**AIM OF THE TASK**
Output the material below in full, exactly as it is.
═══
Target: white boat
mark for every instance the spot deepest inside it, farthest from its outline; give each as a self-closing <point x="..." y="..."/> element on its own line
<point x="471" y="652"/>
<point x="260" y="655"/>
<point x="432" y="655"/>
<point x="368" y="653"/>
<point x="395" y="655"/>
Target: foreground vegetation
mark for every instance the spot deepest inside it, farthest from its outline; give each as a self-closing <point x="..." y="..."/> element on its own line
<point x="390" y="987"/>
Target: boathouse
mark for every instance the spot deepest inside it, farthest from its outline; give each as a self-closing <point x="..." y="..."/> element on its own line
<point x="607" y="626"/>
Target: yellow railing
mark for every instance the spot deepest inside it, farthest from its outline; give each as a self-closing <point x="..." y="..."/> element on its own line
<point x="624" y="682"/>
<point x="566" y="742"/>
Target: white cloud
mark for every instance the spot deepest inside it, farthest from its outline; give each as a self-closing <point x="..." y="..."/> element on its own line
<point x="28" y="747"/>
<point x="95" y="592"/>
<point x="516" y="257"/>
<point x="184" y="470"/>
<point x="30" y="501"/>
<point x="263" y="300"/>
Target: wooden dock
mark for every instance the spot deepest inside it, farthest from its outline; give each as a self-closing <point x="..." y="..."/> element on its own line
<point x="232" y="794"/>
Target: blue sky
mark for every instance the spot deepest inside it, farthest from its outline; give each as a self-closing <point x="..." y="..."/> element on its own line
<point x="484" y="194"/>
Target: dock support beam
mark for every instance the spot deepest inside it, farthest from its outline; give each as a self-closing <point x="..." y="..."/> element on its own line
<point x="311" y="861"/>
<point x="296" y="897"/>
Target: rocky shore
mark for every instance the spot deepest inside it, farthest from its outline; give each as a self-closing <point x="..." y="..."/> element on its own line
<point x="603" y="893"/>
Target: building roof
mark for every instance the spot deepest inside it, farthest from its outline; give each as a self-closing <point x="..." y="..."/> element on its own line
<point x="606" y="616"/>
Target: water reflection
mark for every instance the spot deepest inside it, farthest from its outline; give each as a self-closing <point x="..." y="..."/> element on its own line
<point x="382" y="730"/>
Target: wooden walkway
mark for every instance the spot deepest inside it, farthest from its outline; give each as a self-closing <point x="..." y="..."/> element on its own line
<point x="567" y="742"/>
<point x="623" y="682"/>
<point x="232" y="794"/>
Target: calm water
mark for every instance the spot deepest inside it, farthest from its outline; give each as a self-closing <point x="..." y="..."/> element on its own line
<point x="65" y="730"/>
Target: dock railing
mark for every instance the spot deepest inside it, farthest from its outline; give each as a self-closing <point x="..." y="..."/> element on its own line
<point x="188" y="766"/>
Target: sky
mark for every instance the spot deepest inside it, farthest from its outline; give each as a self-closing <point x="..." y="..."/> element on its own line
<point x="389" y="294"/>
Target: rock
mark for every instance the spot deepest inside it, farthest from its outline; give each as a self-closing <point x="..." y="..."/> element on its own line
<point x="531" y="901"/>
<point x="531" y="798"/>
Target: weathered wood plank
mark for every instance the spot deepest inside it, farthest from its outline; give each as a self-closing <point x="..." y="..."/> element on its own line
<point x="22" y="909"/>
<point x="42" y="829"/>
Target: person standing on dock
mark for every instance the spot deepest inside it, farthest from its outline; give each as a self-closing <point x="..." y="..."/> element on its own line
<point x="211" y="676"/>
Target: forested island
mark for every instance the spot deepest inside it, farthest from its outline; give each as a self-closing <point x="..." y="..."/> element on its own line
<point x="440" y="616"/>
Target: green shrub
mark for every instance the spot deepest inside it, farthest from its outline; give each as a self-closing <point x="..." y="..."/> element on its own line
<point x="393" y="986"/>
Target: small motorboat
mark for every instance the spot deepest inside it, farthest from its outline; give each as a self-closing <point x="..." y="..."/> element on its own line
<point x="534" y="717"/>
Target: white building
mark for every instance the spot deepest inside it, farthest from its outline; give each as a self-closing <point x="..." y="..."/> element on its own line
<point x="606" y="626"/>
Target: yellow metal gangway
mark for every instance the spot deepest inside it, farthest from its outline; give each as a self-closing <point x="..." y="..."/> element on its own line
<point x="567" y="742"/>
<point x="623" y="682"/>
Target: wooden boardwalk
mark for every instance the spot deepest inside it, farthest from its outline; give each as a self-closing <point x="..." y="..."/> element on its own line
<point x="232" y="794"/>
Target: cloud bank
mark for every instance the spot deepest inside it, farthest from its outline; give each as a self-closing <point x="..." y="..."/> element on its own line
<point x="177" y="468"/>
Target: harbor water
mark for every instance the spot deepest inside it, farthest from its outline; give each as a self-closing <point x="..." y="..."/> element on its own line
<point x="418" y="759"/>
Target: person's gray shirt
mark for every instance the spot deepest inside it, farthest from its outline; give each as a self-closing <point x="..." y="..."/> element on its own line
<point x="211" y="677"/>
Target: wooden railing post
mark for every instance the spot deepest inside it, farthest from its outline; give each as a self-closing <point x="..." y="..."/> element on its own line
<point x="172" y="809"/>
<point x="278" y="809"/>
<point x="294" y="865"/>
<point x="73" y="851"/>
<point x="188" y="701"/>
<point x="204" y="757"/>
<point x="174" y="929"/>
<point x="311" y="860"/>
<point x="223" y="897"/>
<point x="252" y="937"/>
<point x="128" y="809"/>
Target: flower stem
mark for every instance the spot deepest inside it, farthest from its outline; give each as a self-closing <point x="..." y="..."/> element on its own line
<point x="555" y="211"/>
═══
**SOLUTION FOR THIS TASK**
Target: white boat
mark for every instance the spot deepest inside it, farthest from its outline; give each as a self-closing <point x="..." y="..."/> element on its own line
<point x="471" y="652"/>
<point x="260" y="655"/>
<point x="432" y="655"/>
<point x="368" y="653"/>
<point x="395" y="655"/>
Target: foreground vegetation
mark for every instance the spot deepest inside it, farthest from its outline; give each as a self-closing <point x="..." y="..."/> element on its own line
<point x="390" y="987"/>
Target: boathouse
mark for every instance the spot deepest inside it, farthest from its outline; give each as a self-closing <point x="..." y="..."/> element on its own line
<point x="607" y="626"/>
Target: yellow railing
mark for every instance the spot deepest inside it, farthest from its outline; give each as a self-closing <point x="..." y="..."/> element on its own line
<point x="624" y="682"/>
<point x="566" y="742"/>
Target: white cloud
mark for every instance the spot deepest inside it, farthest from its outline; give each as a self-closing <point x="..." y="..."/> element on its own line
<point x="28" y="747"/>
<point x="95" y="592"/>
<point x="516" y="257"/>
<point x="184" y="470"/>
<point x="30" y="501"/>
<point x="263" y="300"/>
Target: wooden dock
mark for every instance the spot deepest inside it, farthest from its outline; give each as a self-closing <point x="..." y="..."/> element on its own line
<point x="232" y="794"/>
Target: blue sky
mark for every instance the spot deepest inside it, farthest from its outline; give each as a self-closing <point x="..." y="..."/> element on its own line
<point x="484" y="194"/>
Target: dock support beam
mark for every instance the spot deepest inside it, farthest from its outline; give each as a self-closing <point x="..." y="..."/> element on its own line
<point x="311" y="861"/>
<point x="296" y="897"/>
Target: rocky shore
mark for every instance the spot deepest inside it, farthest from its outline; give each as a self-closing <point x="..." y="..."/> element on its own line
<point x="603" y="893"/>
Target: building roof
mark for every instance the spot deepest inside it, farthest from its outline; give each as a self-closing <point x="..." y="..."/> element on its own line
<point x="606" y="616"/>
Target: water reflection
mark for every instance the spot deepest inside it, farthest from its outline; give each as a self-closing <point x="..." y="..."/> element on its own line
<point x="382" y="730"/>
Target: wooden walkway
mark for every instance the spot deepest inside it, farthest from its outline; give each as a self-closing <point x="..." y="..."/> element on its own line
<point x="567" y="742"/>
<point x="623" y="682"/>
<point x="232" y="794"/>
Target: calm water
mark for every instance the spot deepest inside it, farthest from its outline; give each as a self-closing <point x="..." y="..."/> element on its own line
<point x="65" y="730"/>
Target: dock railing
mark for every instance the spot deepest inside it, farthest from its outline; give each as a self-closing <point x="..." y="..."/> element on its own line
<point x="188" y="766"/>
Target: sky
mark for every instance the spot deepest inside it, farthest from its outline; give each as a self-closing <point x="..." y="..."/> element on its own line
<point x="389" y="294"/>
Target: rock
mark for every instance the spot deepest inside it, farthest from its outline; give each as a self-closing <point x="..." y="..."/> element on its own line
<point x="531" y="901"/>
<point x="531" y="798"/>
Target: weathered wood plank
mark for every instance the spot deepest inside it, farthest from its outline; give each as a self-closing <point x="..." y="..."/> element on its own line
<point x="22" y="909"/>
<point x="42" y="829"/>
Target: person standing on dock
mark for every instance the spot deepest inside it, farthest from its outline; give each as a self-closing <point x="..." y="..."/> element on its own line
<point x="211" y="676"/>
Target: forested island
mark for every instance the spot deepest inside it, farthest from its outline; give each as a self-closing <point x="..." y="..."/> element on its own line
<point x="440" y="616"/>
Target: green shrub
mark for every instance the spot deepest inside it, farthest from its outline; give each as a self-closing <point x="..." y="..."/> element on its own line
<point x="393" y="986"/>
Target: small motorboat
mark for every instance the spot deepest inside it, farthest from its outline; give each as a self-closing <point x="..." y="..."/> element on its own line
<point x="534" y="717"/>
Target: white building
mark for every instance the spot deepest inside it, farthest from its outline; give each as a self-closing <point x="..." y="..."/> element on its own line
<point x="606" y="626"/>
Target: yellow metal gangway
mark for every instance the spot deepest inside it, farthest from its outline; give each as a self-closing <point x="..." y="..."/> element on its own line
<point x="567" y="742"/>
<point x="623" y="682"/>
Target: wooden boardwalk
mark for every instance the spot deepest inside it, farthest from its outline; give each as a self-closing <point x="..." y="..."/> element on its own line
<point x="232" y="794"/>
Target: cloud bank
mark for every instance the spot deepest inside it, farthest from its outline; give each as a self-closing <point x="..." y="..."/> element on its own line
<point x="177" y="468"/>
Target: harbor water
mark for every instance the spot deepest inside it, farthest from its outline; give each as a self-closing <point x="..." y="..."/> element on its own line
<point x="418" y="759"/>
Target: person's gray shirt
mark for every instance the spot deepest inside it, farthest from its outline; give each as a self-closing <point x="..." y="..."/> element on its own line
<point x="211" y="677"/>
Target: wooden railing post
mark for every instance the spot deepest inside it, farthest from its outline; give each as a self-closing <point x="..." y="..."/> element on its own line
<point x="172" y="809"/>
<point x="278" y="809"/>
<point x="294" y="865"/>
<point x="73" y="851"/>
<point x="188" y="701"/>
<point x="204" y="757"/>
<point x="174" y="929"/>
<point x="311" y="860"/>
<point x="223" y="897"/>
<point x="252" y="937"/>
<point x="128" y="809"/>
Target: flower stem
mark for every instance the spot deepest inside it, farthest from its outline; give each as a self-closing <point x="..." y="..."/> element on its own line
<point x="555" y="211"/>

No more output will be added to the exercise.